══ Page excerpt ══
In stem cell research, in vitro culture is essential for obtaining large numbers of cells. The condition of the surface on which the cells grow plays a key role in helping cells to proliferate and – more importantly – retain their stem cell-like phenotype.
In an organism, most mature cell types spend nearly all their time anchored to the extracellular matrix of the tissue they reside in. When grown in vitro, these cells also require a tissue-culture treated surface to adhere to, such as glass or plastic, in order to survive and proliferate.
In stem cell culture, the stability of the cells phenotype is a key aspect for successful, reproducible results. Conventional growth surfaces, such as tissue culture-treated polystyrene, are often not suitable for stem cell culture as they can cause random differentiation into other cell types or even cell death, due to the absence of factors that are essential for stem cell survival and proliferation1.
Therefore, several different methods of modifying surfaces prior to stem cell seeding have been developed in order to maintain phenotypic stability. These methods can be subdivided into three categories: feeder cells, biological coatings and synthetic coatings.
When Thomson et al.2 cultured the first human embryonic stem cells in vitro, they seeded their cells onto a layer of feeder cells. Different types of terminally differentiated cells can serve as a feeder layer for stem cells, with many researchers using fibroblasts. Before seeding, feeder cells have to be irradiated with gamma rays or treated with other reagents (e.g. Mitomycin-C) to prevent them from proliferating.
A feeder layer supports stem cells by producing both soluble and insoluble factors. Extracellular matrix proteins provide anchorage points and the complex mix of secreted soluble compounds plays a role in maintaining a stem cell phenotype. However, the question of which combination of soluble factors is responsible for phenotypic stability remains to be answered.
═══
* Problem details *
Can you update the stem cell culture text, starting with "When Thomson et" and going on through "them from proliferating.", so that "gamma rays" reads "X-rays" instead? You won't need the lines that follow to do any of this.
══ Given records ══
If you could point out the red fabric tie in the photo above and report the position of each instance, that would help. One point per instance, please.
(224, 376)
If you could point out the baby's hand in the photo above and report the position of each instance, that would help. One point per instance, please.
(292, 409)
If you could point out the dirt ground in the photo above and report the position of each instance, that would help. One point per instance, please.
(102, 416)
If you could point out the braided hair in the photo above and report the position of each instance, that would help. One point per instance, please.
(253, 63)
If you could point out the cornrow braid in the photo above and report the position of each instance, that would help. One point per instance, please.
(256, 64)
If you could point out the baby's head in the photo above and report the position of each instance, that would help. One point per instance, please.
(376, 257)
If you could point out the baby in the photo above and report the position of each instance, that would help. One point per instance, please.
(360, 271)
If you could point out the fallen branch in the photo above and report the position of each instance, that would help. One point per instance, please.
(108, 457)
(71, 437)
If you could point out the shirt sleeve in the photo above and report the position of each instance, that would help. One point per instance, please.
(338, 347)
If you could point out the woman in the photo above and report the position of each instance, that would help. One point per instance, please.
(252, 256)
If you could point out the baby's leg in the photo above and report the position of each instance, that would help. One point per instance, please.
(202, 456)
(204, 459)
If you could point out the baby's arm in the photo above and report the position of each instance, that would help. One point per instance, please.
═══
* Result of this exercise *
When Thomson et al.2 cultured the first human embryonic stem cells in vitro, they seeded their cells onto a layer of feeder cells. Different types of terminally differentiated cells can serve as a feeder layer for stem cells, with many researchers using fibroblasts. Before seeding, feeder cells have to be irradiated with X-rays or treated with other reagents (e.g. Mitomycin-C) to prevent them from proliferating.